> Given problem
Rewrite the entire listing below as a numbered list, dropping any blank lines.

## BEGIN Recorded data

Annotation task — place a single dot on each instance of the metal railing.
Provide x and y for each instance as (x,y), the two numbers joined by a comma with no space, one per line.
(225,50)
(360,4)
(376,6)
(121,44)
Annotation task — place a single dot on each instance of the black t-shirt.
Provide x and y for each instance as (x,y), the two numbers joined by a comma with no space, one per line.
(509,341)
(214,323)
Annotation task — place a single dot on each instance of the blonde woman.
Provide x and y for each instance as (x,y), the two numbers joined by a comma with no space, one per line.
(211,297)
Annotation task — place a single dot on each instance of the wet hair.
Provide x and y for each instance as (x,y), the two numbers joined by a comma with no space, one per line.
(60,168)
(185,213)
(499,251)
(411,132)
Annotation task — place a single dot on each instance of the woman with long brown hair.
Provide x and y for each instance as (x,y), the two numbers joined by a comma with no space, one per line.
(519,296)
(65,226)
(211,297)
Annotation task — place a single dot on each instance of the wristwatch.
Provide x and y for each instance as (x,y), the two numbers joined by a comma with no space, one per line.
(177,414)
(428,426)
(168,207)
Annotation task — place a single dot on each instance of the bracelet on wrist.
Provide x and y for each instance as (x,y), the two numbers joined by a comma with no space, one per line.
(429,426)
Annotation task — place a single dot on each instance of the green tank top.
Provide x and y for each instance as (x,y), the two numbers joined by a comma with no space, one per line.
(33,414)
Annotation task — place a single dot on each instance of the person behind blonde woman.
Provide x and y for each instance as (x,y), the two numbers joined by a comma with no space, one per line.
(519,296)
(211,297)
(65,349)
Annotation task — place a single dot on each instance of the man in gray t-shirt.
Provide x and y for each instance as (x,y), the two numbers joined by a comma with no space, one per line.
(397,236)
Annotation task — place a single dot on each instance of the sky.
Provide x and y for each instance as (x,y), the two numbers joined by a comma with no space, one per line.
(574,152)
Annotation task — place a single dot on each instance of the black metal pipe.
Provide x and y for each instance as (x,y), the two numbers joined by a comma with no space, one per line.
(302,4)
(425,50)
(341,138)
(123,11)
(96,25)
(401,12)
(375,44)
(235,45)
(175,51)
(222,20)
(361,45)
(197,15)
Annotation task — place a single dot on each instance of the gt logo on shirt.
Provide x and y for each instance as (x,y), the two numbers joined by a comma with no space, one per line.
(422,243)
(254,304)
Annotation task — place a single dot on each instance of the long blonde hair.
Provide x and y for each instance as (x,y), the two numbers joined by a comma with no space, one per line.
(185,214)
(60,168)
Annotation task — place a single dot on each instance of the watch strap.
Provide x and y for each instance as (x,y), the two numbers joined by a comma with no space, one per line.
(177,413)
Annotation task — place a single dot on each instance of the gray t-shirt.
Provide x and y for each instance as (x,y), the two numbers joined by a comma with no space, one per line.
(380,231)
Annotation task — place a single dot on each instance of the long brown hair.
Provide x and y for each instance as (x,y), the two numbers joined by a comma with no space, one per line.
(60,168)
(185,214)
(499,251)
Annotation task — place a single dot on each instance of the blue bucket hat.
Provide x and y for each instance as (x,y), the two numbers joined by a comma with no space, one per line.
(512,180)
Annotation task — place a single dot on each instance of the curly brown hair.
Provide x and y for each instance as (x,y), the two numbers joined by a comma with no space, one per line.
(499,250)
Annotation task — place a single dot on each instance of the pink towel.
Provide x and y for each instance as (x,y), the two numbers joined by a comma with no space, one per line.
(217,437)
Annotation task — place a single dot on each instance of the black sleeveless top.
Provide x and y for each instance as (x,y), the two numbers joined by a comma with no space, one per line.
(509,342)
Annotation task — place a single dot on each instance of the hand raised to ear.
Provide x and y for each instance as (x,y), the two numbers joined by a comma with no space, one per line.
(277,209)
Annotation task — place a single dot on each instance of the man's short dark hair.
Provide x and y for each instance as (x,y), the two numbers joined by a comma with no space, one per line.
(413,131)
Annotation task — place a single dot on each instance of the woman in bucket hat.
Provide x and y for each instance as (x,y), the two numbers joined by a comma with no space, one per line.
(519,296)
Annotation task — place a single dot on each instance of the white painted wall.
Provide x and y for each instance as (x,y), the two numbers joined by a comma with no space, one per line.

## END Recorded data

> Solution for this task
1. Annotation task — place a single dot on each instance of the metal railing.
2. Provide x and y for each instance as (x,y), the two numbers joined by a comma with no space, one per line.
3. (225,50)
4. (360,4)
5. (376,6)
6. (121,44)
7. Annotation task — place a single dot on each instance of the black t-shirt.
8. Provide x and y for each instance as (x,y), the two numbers joined by a comma with no space, one per line.
9. (509,341)
10. (214,323)
11. Annotation task — place a single dot on each instance of the blonde woman.
12. Provide x and y for each instance as (x,y), the two numbers joined by a comma with no space, one per line.
13. (211,297)
14. Annotation task — place a single dot on each instance of the wet hair.
15. Provide x and y for each instance as (x,y), the two numbers joined by a comma with no space, one per line.
16. (60,168)
17. (185,213)
18. (499,251)
19. (411,132)
20. Annotation task — place a single dot on each instance of the woman with long brown hair.
21. Provide x and y for each instance as (x,y), the two numbers joined by a comma with no space, one per line.
22. (519,296)
23. (65,226)
24. (211,297)
25. Annotation task — place a single dot on each instance of the wristwatch.
26. Provide x and y for each instance as (x,y), the two numbers joined by a comma with no space, one per line.
27. (177,414)
28. (428,426)
29. (168,207)
30. Annotation task — place a single dot on each instance of the bracelet on wrist.
31. Provide x and y for each instance as (x,y), the two numbers joined by a comma with no space, one per line.
32. (429,426)
33. Annotation task — place a single dot on each instance of the green tank top.
34. Provide x and y for each instance as (x,y), the two numbers joined by a comma with no space, one per line.
35. (33,414)
36. Annotation task — place a single dot on each instance of the person behind blonde woman.
37. Provide x and y for each instance as (x,y), the two numbers joined by a comma with no space, one per line.
38. (519,296)
39. (211,297)
40. (65,349)
41. Annotation task — place a single dot on each instance of the man in gray t-shirt.
42. Provide x and y for each instance as (x,y), the two numbers joined by a comma with no space, one per line.
43. (397,236)
44. Annotation task — place a single dot on each instance of the sky.
45. Provide x and y for each instance as (x,y), the two numbers joined by a comma with no space, one per line.
46. (574,152)
47. Annotation task — place a single dot on each instance of the black metal pipe.
48. Provide x and y for each instance as (x,y), the two numbers joined by a comma with no space, one per line.
49. (302,4)
50. (425,50)
51. (341,138)
52. (123,11)
53. (96,25)
54. (401,12)
55. (375,44)
56. (235,45)
57. (175,51)
58. (222,20)
59. (361,45)
60. (197,15)
61. Annotation task — place a single dot on each instance of the gt logo on shirt.
62. Provide x and y for each instance as (x,y), the two numbers joined by a comma with no space, one per line.
63. (422,243)
64. (254,304)
65. Annotation task — place a single dot on each instance of the long blonde hair.
66. Provide x and y for each instance as (x,y), the two numbers joined by a comma with no space, one per line.
67. (185,214)
68. (60,168)
69. Annotation task — place a single dot on each instance of the watch strap.
70. Provide x and y for each instance as (x,y), the two numbers joined by a comma with no space, one per line.
71. (177,413)
72. Annotation task — place a single dot on each instance of the gray t-shirt.
73. Provide x and y for each instance as (x,y), the two numbers joined by a comma with no space, one per line.
74. (380,231)
75. Annotation task — place a single dot on each instance of the long brown hair.
76. Provide x and y for each instance as (x,y), the two numbers joined by a comma with no space, one per line.
77. (60,168)
78. (185,214)
79. (499,251)
80. Annotation task — place a single dot on each instance of the blue bucket hat.
81. Provide x and y for each instance as (x,y), the two numbers joined by a comma with no space, one per line.
82. (512,180)
83. Annotation task — place a single dot on each instance of the curly brown hair.
84. Provide x and y for each instance as (x,y), the two numbers joined by a comma with no space, one per line.
85. (499,250)
86. Annotation task — place a single dot on each instance of the pink towel.
87. Provide x and y for each instance as (x,y), the two numbers joined by a comma with no space, one per line.
88. (217,437)
89. Annotation task — place a single dot on each instance of the black sleeveless top.
90. Provide x and y for each instance as (x,y), the two numbers joined by a comma with no space, one per line.
91. (509,342)
92. Annotation task — place a single dot on each instance of the hand raised to ear.
93. Provide x and y for each instance as (x,y), the two numbers joined by a comma with no space, one per line.
94. (277,209)
95. Annotation task — place a single dot on each instance of the man's short dark hair.
96. Provide x and y for each instance as (x,y), the two numbers joined by a comma with no space, one per line.
97. (413,131)
98. Annotation task — place a single dot on each instance of the woman in bucket hat.
99. Provide x and y for each instance as (x,y), the two numbers joined by a comma with no space, one per line.
100. (519,296)
101. Annotation task — place a single dot on each instance of the white painted wall.
102. Provide x and y for each instance as (x,y), the two numbers joined by a comma with no space, one per line.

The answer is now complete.